**課題内容**
「萌え」という言葉を論じた文章を、「ただ、本田透の言う脳内恋愛と」を含む箇所から書き始め、「このへんは傍証しかないです。」まで一字一句違えずに書き写してください。

------ 本文

俺は、当初はこの「萌え」という単語を嫌っていました。かなり激しく。それは「軽い」感じがしたからです。俺にとってフィクションというのは、そのキャラクターも含めて「すべて」だったんです。フィクションのキャラクターより強い愛着を感じる存在は、現実に一人もいなかった。それは親兄弟も含めてです。むしろフィクションのためにすべてを捨てるべきだ、くらいに思ってた。だから、比較的軽い意味で使われることが多い「萌えー」っていう言葉で、そうしたたいせつな存在に対する愛情を相対化するような気分というのは、理解できない以上に嫌悪の対象でした。そういえば「萌え」という言葉には、当初から「自分の感じているこの感情」を相対化するような機能があった気がします。

その「萌え」という言葉が一種の形而上化みたいな変質を遂げるのは、いまのところ本田透をもって嚆矢とするのかもしれませんが、俺は本田透という人が文筆活動を始める以前の「しろはた」というサイトをあんまり知らないんです。当時からあまり好きじゃなかったから。このへんは俺より詳しい人がいっぱいいるでしょうからあんまり余計なことは言わないことにしておきます。
ただ、本田透の言う脳内恋愛とかそういう概念に直接つらなるような流れ。俺が「萌え」という用語を意識的に使うようになったのは、その流れの源流あたりであることはまちがいないと思います。こう言うとまるで俺が誇大妄想狂のようですが、実際には俺の前にも言語化していた先人たちはいました。俺は、自分がテキストを書きはじめた1999年あたりからしか状況を知らないのでなんとも言えない部分があるんですが、おそらくこうした人たちが、フィクションのなかにふつうの人が見出す以上のなにかを見出そうとした直接の契機は、「ONE」というゲームにあるのではないかと思います。このへんは傍証しかないです。

------------
------ データ欄

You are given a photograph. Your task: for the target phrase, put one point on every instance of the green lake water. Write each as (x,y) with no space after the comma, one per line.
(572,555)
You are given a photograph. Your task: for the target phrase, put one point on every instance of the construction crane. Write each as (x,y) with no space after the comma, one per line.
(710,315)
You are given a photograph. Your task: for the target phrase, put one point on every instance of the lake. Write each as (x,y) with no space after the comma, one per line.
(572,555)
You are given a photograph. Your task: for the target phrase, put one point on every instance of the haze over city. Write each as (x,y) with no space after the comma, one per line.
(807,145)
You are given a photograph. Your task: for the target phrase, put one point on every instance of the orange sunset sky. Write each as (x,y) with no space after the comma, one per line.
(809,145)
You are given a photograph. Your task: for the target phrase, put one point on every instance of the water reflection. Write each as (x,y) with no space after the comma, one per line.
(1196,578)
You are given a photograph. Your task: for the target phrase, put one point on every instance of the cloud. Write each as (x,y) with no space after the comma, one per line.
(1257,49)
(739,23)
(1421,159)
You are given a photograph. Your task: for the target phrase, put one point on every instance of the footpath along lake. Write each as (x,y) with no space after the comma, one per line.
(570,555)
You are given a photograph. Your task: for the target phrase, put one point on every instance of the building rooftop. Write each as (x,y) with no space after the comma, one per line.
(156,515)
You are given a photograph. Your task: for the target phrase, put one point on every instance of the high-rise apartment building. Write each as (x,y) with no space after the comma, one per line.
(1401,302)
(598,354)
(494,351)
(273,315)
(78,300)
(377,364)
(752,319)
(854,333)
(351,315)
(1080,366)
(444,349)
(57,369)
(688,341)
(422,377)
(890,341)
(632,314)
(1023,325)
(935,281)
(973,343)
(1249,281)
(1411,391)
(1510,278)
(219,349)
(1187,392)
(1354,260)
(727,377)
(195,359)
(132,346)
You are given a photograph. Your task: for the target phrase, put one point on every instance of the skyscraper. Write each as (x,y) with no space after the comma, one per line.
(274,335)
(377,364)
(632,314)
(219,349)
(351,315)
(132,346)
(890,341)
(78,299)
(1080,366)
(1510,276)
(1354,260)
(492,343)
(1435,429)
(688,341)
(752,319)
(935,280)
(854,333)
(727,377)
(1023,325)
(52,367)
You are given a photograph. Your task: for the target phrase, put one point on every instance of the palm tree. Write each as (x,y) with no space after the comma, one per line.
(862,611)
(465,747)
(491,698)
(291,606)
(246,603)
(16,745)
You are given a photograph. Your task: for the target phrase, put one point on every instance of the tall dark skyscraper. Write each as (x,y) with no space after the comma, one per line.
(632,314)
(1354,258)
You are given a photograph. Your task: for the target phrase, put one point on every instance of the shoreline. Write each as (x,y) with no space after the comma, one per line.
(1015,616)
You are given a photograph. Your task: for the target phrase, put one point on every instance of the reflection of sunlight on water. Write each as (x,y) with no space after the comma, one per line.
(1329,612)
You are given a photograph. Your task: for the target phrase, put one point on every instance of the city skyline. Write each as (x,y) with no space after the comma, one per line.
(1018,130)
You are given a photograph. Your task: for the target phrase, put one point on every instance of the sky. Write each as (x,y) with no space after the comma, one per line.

------------

**解答**
ただ、本田透の言う脳内恋愛とかそういう概念に直接つらなるような流れ。俺が「萌え」という用語を意識的に使うようになったのは、その流れの源流あたりであることはまちがいないと思います。こう言うとまるで俺が誇大妄想狂のようですが、実際には俺の前にも言語化していた先人たちはいました。俺は、自分がテキストを書きはじめた1999年あたりからしか状況を知らないのでなんとも言えない部分があるんですが、おそらくこうした人たちが、フィクションのなかにふつうの人が見出す以上のなにかを見出そうとした直接の契機は、「ONE」というゲームにあるのではないかと思います。このへんは傍証しかないです。